Dates: August 9-11, 2019 
Run time: approximately 2 hours with one, 10-minute intermission
Location: Lalie Theatre

James, an Argentine veteran of the Malvinas/Falklands War, wakes one morning to a big surprise in his living room: two big black bags containing ten million dollars. Determined to turn his life around, James embarks on an adventure from Seattle to South America. But is he willing to face the ghosts of his past in order to transform his future?

Based on an overlooked but deeply significant moment in Latin American history, this new fast-paced drama by Julieta Vitullo draws on music, movement, and magical realism to craft a universal story about the devastating effects of violence and the long and winding road to healing and redemption.

Two Big Black Bags will be presented as a scripts-in-hand, workshop production in collaboration with eSe Teatro, Parley, and ACTLab. The play will be presented in English with some spoken Spanish and music in Spanish.

Cast

Jeff Allen Pierce
Jon Diaz
Mario Martinez
Michael D. Blum
Rose Cano
Monica Cortés-Viharo
Ashley Salazar

Creative Team

Written by Julieta Vitullo
Directed by Rebecca Tourino Collinsworth
Music direction by Meg Savlov
Set Design and Build: Matthew Smith
Costumes and Props: Jessica Moreno Caycho
Original Music by Matilde Vitullo
Stage Manager: Melissa Chenoa Márquez
Producers: Rose Cano, Julieta Vitullo

A Personal Statement from the Playwright, Julieta Vitullo

I was six when the Argentine military decided to appeal to an old anti-colonial cause to incite patriotic feelings and regain popularity. The U.S.-backed military dictatorship had been in power since 1976, having left 30,000 people “disappeared.” On April 2nd, 1982 the armed forces composed mainly of young conscripted soldiers with no training, landed on the Malvinas/Falklands, an archipelago 370 miles off of Patagonia that had been occupied by the British since 1833. Our teacher forced us to support “our troops” and sing against Margaret Thatcher. I felt conflicted knowing the military had killed one of my parents’ friends, and didn’t like that the conscripted soldiers had to fight while the professionals stayed home.

Two decades later I was studying at Rutgers and had to choose a dissertation topic for my PhD in Latin American literature. The Falklands War crystallized as the most important event to have shaped my political worldview. It was a widely overlooked topic and little had been written about the literature produced in its aftermath. In the next few years, I traveled to the islands, finished my dissertation, published a book on the fictions of the war, went to the islands again, and made the award-winning documentary film La forma exacta de las islas, based on a traumatic experience I underwent following my first trip. By the time the film was released, I thought I was done with the topic.

However, some months ago an idea popped into my head: a veteran of the Malvinas who is struggling with trauma and addiction awakes to two big black bags in his living room. I thought of this for days, trying to figure out the connection between the bags, which my imagination had filled with ten million dollars, and the trauma of the war. I didn’t think I had anything else to say about the Malvinas war, and yet there I was, writing my way into a play about it. I felt a freedom I hadn’t experienced while dealing with the topic from a theoretical or autobiographical perspective. Suddenly, I had no restraints: my veteran was called James; he was an Argentine who grew up speaking English with his Irish grandma; during the war, English saved his life; he suffered a split following the trauma and was fighting with his alter ego; he met his wife during the 9/11 attacks in New York; the war memories had wrecked his mental health and he was throwing his life away; he ached to return to his wife and daughters. My plot and characters provided me with a backdrop of themes I was familiar with (terrorism, colonization, oppression, identity and language) but now I could exercise and unrestricted creative freedom to impact my audience through a live, three-dimensional and playful theatrical experience.

### Data shown
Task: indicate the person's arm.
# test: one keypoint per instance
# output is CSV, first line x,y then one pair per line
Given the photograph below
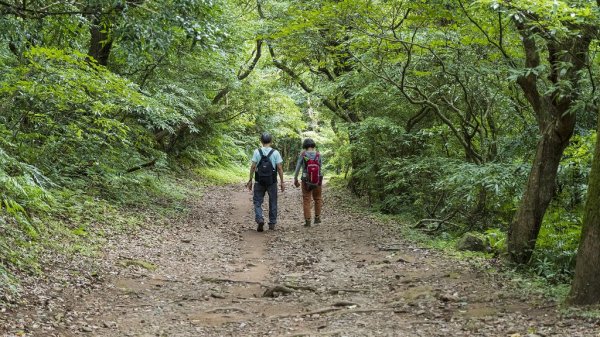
x,y
280,171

### Exercises
(1) Can you sum up the Two Big Black Bags page in two sentences?
(2) Could you retype the stretch of the Two Big Black Bags page from "Dates: August 9-11, 2019" through "healing and redemption."?

### Solved tasks
(1) Two Big Black Bags is a new drama by Julieta Vitullo about James, an Argentine veteran of the Malvinas/Falklands War, who wakes to find ten million dollars in two big black bags and sets out from Seattle to South America. It runs August 9-11, 2019, at Lalie Theatre as a scripts-in-hand workshop production, and in a personal statement Vitullo explains that the war had already shaped her dissertation, a book, and a documentary, but writing the play gave her a creative freedom she had not felt when approaching the topic theoretically or autobiographically.

(2)
Dates: August 9-11, 2019 
Run time: approximately 2 hours with one, 10-minute intermission
Location: Lalie Theatre

James, an Argentine veteran of the Malvinas/Falklands War, wakes one morning to a big surprise in his living room: two big black bags containing ten million dollars. Determined to turn his life around, James embarks on an adventure from Seattle to South America. But is he willing to face the ghosts of his past in order to transform his future?

Based on an overlooked but deeply significant moment in Latin American history, this new fast-paced drama by Julieta Vitullo draws on music, movement, and magical realism to craft a universal story about the devastating effects of violence and the long and winding road to healing and redemption.